:: Complete the following ::
1. What does the blog post on lawyers and prosecutorial misconduct state on these points?
(a) What was Kenneth Olsen convicted of producing?
(b) What did a state court find about the government's forensic scientist?
(c) Which items does the quoted passage list as part of the evidence of Mr. Olsen's guilt?
2. Could you pick up the blog post on lawyers and prosecutorial misconduct after its last sentence and continue it?

:: Extract to read ::
***

Sunday, January 05, 2014

Lawyers and Double Standards

Another reason to hate lawyers?
Rampant Prosecutorial Misconduct - NYTimes.com: "The defendant, Kenneth Olsen, was convicted of producing ricin, a toxic poison, for use as a weapon. Federal prosecutors knew — but did not tell his lawyers or the court — that an investigation of the government’s forensic scientist, whose lab tests were critical to the case, had revealed multiple instances of sloppy work that had led to wrongful convictions in earlier cases. A state court found the scientist was “incompetent and committed gross misconduct.” 
Yet the majority of the federal appeals court panel ruled that the overall evidence of Mr. Olsen’s guilt — including websites he visited and books he bought — was so overwhelming that the failure to disclose the scientist’s firing would not have changed the outcome."

***

:: Information shown ::
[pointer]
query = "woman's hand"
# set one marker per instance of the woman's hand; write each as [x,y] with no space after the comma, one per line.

***

:: Results ::
1.
(a) Ricin, a toxic poison, for use as a weapon.
(b) It found the scientist was "incompetent and committed gross misconduct."
(c) Websites he visited and books he bought.

2.
The first requirement of a legitimate authority is that it live under the same laws and meet the same standards that it applies to those under its authority. If a police officer made the same mistake there would be no mercy or no exceptions for him. The standard that lawyers apply to other lawyers is that whether they violated the rule or not is irrelevant as long as the outcome would have been the same. But when a police officer breaks a rule about gathering evidence it doesn't matter whether the evidence was true or even whether the mistake is made in good faith, the evidence and all evidence that was gathered subsequently that came to light in any degree because of the wrongly gathered evidence is thrown out as well. Regular citizens are expected to know an incomprehensible and ever changing mass of laws while prosecutors are allowed to plead innocent error.

We have traded the rule of law for the rule of lawyers.